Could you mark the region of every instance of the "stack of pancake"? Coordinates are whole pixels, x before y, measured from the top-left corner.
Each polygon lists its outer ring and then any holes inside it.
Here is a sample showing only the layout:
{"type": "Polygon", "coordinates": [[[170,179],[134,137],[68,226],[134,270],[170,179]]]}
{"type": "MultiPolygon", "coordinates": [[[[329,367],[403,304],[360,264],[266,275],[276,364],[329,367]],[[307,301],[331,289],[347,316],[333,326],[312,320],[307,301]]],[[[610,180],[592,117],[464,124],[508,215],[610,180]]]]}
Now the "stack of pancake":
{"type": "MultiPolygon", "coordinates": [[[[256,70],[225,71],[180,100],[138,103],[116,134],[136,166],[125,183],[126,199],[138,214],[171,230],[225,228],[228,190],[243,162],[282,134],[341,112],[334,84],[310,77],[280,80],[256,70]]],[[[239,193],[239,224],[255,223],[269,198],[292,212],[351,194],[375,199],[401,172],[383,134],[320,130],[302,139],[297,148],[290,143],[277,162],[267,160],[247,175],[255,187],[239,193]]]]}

### Objetivo
Copia de nuevo las líneas del material, pero cambia "pancake" por "waffle" y no toques nada más.

### Respuesta
Could you mark the region of every instance of the "stack of waffle"? Coordinates are whole pixels, x before y, measured from the top-left corner.
Each polygon lists its outer ring and then any holes inside it.
Here is a sample showing only the layout:
{"type": "Polygon", "coordinates": [[[170,179],[134,137],[68,226],[134,270],[170,179]]]}
{"type": "MultiPolygon", "coordinates": [[[[329,367],[403,304],[360,264],[266,275],[276,364],[329,367]],[[307,301],[331,289],[347,316],[333,326],[312,320],[307,301]]],[[[610,180],[592,117],[464,124],[508,215],[610,180]]]]}
Now the "stack of waffle":
{"type": "MultiPolygon", "coordinates": [[[[256,70],[225,71],[180,100],[138,103],[116,134],[136,166],[125,183],[126,199],[138,214],[171,230],[225,228],[228,190],[243,162],[282,134],[341,112],[334,84],[310,77],[280,80],[256,70]]],[[[239,193],[239,224],[255,223],[269,198],[292,212],[351,194],[375,199],[401,172],[383,134],[320,130],[302,139],[297,148],[290,143],[277,162],[267,160],[247,175],[255,187],[239,193]]]]}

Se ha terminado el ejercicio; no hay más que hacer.